Task details — Can you print everything in the listing below, word for word, from the line containing "For every instance of the young girl" down to the line containing "[1158, 387]", including both of those lines?

### Data for the task

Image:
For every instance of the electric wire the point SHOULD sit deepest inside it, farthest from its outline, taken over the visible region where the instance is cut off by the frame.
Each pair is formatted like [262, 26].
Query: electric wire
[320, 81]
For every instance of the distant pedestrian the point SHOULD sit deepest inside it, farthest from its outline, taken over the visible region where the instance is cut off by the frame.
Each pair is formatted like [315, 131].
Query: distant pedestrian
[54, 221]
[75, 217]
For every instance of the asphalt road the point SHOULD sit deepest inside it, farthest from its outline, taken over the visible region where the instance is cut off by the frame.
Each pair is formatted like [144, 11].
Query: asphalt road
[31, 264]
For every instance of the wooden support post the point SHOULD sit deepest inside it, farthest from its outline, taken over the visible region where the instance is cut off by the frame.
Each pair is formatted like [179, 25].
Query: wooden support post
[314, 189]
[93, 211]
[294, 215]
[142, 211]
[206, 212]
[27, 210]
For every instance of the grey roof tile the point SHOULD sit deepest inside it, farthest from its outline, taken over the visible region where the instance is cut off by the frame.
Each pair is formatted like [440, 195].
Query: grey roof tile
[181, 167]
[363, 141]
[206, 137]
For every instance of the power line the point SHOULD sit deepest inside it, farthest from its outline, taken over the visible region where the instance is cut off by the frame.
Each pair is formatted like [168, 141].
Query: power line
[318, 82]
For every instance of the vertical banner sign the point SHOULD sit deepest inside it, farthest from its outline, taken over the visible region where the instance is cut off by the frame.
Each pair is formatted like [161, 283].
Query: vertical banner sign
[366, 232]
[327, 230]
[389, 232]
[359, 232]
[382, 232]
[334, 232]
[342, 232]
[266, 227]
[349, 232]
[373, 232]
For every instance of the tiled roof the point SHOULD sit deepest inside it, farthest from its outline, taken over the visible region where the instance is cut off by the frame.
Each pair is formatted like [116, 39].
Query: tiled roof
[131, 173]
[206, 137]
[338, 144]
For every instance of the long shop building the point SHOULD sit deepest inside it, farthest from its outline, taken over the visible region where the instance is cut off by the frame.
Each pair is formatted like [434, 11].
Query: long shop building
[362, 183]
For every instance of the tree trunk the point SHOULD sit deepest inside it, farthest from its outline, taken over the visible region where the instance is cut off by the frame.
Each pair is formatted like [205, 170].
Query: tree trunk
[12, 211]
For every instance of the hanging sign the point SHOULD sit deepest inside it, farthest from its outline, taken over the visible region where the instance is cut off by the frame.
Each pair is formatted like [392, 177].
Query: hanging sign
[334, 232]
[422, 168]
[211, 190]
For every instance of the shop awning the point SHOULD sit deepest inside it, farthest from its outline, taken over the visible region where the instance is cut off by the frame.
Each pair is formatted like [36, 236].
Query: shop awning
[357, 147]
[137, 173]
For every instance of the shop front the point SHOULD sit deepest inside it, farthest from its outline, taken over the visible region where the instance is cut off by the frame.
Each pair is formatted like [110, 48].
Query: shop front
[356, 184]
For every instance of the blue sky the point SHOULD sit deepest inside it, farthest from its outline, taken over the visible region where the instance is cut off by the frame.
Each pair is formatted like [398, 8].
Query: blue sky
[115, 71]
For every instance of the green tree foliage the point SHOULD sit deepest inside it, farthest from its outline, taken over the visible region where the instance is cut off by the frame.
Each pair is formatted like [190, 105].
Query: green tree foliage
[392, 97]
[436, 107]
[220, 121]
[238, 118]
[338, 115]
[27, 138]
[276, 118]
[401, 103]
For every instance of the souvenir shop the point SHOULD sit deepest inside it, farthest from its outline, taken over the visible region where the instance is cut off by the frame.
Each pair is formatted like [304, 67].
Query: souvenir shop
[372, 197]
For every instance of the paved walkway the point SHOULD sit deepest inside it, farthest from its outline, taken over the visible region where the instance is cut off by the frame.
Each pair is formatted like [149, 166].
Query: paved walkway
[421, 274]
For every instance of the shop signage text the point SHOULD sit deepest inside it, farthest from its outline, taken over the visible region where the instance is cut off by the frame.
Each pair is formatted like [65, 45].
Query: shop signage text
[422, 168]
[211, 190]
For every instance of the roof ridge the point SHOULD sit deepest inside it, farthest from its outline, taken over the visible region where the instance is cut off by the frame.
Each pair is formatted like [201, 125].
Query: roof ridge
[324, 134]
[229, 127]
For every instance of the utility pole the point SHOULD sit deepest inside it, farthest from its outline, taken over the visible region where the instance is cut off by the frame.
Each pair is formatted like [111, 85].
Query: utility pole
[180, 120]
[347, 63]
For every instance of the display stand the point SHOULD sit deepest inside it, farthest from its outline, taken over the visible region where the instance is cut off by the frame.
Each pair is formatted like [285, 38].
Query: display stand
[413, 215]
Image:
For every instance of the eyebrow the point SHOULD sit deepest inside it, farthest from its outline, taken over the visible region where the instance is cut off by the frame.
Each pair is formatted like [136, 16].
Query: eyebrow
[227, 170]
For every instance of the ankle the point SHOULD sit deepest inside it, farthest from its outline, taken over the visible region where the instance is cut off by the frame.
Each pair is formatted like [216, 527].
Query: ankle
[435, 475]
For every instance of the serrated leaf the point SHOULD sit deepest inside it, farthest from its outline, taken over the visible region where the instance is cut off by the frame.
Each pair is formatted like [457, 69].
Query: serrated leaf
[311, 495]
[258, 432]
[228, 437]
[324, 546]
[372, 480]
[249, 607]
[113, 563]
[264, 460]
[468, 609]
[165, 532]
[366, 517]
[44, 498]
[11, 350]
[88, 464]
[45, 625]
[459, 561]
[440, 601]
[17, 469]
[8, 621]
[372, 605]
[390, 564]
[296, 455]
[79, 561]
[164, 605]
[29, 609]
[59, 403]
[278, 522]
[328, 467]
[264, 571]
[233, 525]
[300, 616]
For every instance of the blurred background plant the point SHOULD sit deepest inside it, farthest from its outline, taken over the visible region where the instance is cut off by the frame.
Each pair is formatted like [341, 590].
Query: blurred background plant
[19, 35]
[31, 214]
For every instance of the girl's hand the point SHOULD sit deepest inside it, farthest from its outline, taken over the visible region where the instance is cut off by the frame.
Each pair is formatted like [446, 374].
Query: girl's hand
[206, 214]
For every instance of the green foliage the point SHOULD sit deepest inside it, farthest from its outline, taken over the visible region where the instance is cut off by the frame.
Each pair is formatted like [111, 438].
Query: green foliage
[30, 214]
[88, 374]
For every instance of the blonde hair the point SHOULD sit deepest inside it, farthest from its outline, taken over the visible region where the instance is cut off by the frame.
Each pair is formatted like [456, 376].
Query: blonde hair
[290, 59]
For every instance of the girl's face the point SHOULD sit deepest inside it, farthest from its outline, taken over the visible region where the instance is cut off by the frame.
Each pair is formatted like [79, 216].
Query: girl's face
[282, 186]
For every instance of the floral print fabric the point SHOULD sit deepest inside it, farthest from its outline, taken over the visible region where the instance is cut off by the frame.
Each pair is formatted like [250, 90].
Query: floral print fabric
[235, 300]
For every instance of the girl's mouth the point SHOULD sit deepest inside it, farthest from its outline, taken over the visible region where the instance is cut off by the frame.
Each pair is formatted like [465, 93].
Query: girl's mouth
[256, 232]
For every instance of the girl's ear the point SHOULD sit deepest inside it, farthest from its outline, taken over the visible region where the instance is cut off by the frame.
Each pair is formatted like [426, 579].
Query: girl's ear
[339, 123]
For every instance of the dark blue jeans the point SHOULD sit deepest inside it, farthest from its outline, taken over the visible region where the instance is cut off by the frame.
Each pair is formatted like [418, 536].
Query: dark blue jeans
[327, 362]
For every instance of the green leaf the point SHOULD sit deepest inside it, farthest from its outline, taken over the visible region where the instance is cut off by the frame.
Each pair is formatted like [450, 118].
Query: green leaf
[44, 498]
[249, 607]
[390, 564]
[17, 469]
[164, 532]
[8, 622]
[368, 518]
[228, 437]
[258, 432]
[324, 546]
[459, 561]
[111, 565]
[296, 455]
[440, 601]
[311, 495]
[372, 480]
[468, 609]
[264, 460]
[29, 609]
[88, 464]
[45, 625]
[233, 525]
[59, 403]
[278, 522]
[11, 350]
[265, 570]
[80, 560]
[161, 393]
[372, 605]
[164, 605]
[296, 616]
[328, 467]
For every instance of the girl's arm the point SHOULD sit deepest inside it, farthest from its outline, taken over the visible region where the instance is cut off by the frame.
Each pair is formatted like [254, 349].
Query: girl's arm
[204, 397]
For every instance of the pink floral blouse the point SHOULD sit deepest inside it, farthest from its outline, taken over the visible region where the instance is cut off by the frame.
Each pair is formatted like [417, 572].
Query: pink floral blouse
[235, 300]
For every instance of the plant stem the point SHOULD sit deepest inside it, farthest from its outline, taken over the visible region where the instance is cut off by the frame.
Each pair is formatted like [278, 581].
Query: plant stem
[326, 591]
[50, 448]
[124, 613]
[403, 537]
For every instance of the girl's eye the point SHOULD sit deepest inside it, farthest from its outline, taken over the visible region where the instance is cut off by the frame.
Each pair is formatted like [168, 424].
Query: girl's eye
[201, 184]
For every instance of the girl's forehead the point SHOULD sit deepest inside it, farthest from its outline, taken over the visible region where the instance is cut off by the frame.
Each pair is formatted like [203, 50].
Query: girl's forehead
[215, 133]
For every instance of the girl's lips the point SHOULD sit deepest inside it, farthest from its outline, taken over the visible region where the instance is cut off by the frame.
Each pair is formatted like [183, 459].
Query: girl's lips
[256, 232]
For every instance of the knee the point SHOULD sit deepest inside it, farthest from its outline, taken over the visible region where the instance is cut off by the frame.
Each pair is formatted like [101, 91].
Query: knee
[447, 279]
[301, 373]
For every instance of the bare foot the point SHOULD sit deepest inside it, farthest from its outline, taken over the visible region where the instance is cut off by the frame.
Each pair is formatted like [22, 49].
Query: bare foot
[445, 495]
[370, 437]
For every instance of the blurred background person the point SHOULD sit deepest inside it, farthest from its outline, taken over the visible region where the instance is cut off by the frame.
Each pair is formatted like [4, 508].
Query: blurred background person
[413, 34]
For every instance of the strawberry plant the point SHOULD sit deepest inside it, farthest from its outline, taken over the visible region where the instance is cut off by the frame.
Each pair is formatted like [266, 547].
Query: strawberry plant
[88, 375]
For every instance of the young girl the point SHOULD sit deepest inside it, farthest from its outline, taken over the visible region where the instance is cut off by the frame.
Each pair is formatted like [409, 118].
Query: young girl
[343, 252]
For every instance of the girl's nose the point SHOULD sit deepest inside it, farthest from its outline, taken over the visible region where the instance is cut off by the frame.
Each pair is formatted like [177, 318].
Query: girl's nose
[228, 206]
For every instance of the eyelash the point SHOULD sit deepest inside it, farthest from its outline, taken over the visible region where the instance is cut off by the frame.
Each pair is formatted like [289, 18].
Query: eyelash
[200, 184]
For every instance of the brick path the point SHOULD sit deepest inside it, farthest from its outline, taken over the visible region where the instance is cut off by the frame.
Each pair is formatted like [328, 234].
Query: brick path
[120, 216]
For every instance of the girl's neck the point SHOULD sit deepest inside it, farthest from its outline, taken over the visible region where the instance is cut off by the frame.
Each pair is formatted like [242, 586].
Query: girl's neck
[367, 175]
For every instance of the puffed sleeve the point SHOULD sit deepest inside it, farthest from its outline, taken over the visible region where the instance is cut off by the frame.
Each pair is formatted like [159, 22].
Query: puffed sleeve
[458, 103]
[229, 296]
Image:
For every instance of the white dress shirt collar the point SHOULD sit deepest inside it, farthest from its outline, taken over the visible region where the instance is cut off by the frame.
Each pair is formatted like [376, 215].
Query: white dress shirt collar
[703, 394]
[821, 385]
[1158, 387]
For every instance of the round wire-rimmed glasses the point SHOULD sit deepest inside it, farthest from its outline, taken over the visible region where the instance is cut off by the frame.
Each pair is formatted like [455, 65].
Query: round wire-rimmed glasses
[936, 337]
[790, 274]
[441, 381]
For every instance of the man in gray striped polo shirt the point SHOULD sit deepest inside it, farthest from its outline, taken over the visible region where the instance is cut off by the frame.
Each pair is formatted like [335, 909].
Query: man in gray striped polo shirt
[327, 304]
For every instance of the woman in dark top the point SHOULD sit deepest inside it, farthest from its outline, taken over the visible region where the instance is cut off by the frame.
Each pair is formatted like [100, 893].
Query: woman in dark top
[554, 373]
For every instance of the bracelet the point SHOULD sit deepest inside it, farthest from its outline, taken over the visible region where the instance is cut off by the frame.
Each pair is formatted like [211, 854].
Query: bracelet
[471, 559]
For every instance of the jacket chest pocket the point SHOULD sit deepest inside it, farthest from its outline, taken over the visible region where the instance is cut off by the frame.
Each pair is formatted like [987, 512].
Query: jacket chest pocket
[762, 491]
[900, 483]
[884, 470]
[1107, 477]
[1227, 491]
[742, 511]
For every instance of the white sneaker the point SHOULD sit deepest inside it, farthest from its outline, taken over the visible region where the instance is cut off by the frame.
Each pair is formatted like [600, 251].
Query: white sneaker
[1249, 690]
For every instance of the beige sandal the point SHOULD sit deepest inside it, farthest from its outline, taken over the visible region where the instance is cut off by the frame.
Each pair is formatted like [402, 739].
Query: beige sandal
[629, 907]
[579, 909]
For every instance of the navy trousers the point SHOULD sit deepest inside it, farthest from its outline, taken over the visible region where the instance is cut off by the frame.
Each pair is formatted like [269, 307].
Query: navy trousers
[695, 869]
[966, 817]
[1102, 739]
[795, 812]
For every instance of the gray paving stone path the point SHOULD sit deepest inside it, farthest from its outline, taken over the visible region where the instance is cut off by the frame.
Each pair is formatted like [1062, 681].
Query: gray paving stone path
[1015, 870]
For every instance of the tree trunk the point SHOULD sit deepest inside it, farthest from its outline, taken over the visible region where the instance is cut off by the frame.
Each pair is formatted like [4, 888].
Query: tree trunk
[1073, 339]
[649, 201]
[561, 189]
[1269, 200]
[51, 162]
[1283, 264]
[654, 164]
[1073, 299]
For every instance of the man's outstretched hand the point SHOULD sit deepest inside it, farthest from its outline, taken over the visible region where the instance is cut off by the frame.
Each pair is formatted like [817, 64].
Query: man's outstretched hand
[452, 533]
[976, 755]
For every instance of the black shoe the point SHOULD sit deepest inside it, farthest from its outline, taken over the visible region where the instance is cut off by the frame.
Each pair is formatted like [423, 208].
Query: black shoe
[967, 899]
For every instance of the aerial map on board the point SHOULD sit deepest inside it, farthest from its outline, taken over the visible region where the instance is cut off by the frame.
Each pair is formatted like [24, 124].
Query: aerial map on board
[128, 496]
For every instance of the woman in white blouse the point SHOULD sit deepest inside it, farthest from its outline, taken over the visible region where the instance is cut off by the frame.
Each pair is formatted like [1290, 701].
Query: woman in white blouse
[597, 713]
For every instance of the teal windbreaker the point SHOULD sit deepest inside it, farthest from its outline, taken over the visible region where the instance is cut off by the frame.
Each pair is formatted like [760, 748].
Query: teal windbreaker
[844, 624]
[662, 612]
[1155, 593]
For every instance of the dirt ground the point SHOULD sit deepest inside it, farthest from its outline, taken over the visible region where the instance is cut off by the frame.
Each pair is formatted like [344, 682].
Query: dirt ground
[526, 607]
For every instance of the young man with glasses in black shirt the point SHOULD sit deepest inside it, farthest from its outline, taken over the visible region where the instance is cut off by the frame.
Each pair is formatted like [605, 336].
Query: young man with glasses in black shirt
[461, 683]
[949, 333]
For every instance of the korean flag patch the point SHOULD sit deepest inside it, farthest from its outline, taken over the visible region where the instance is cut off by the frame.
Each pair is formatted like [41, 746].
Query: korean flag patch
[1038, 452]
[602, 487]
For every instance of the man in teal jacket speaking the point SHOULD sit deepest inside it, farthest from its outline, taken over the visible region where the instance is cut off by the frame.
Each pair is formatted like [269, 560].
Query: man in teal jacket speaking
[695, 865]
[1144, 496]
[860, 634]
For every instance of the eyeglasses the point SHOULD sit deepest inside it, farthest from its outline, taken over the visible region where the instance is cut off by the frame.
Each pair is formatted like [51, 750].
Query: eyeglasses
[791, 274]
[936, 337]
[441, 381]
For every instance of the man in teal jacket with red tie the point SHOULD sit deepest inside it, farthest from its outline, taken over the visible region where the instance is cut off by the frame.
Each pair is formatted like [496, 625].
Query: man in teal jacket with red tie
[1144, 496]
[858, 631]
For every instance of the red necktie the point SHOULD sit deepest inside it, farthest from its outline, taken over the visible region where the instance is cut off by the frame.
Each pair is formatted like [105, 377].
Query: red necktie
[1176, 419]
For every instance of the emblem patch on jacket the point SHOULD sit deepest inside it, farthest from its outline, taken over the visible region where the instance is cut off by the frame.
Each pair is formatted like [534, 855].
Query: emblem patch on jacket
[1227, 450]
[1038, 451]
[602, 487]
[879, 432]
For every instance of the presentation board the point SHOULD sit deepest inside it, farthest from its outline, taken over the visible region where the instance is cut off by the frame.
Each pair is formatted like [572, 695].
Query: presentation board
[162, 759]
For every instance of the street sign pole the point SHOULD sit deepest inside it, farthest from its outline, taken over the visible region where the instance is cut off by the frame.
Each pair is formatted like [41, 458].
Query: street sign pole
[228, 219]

######

Complete response —
For every instance of the young girl the point SHOULD sit deepest inside it, farthest from its outline, taken over the visible region where the instance is cut off by the frame.
Each pair is formatted like [409, 118].
Query: young girl
[343, 252]
For every instance of the girl's nose the point SHOULD sit deepest inside it, farthest from its outline, taken over the visible region where the instance is cut off by the frame.
Each pair is formatted like [177, 318].
Query: girl's nose
[228, 206]
For every instance of the eyelash the point SHOULD sit deepest inside it, farthest from its outline, taken over the visible region where the instance is cut off by the frame.
Each pair is formatted like [289, 18].
Query: eyelash
[200, 184]
For every instance of the brick path the point SHOULD sit deepest inside it, farthest from its outline, taken over the visible region where the instance is cut off by the frame.
Each pair is formatted like [328, 234].
Query: brick path
[120, 216]
For every instance of the girl's neck the point SHOULD sit deepest inside it, farthest from its outline, taken over the visible region where the instance is cut off by the frame.
Each pair is formatted like [242, 586].
Query: girl's neck
[367, 175]
For every instance of the puffed sleeve the point SHOULD sit deepest inside it, farthest from its outline, taken over the visible region where the instance is cut off by the frame.
Each pair is formatted like [159, 22].
Query: puffed sleeve
[458, 103]
[229, 296]
Image:
For every instance of the white dress shirt collar the point SHOULD sit deepest inside it, farthest from its outline, taken over the visible region where the instance is cut off by the frame.
Each pair is formatted like [376, 215].
Query: white dress shirt collar
[703, 394]
[821, 385]
[1158, 387]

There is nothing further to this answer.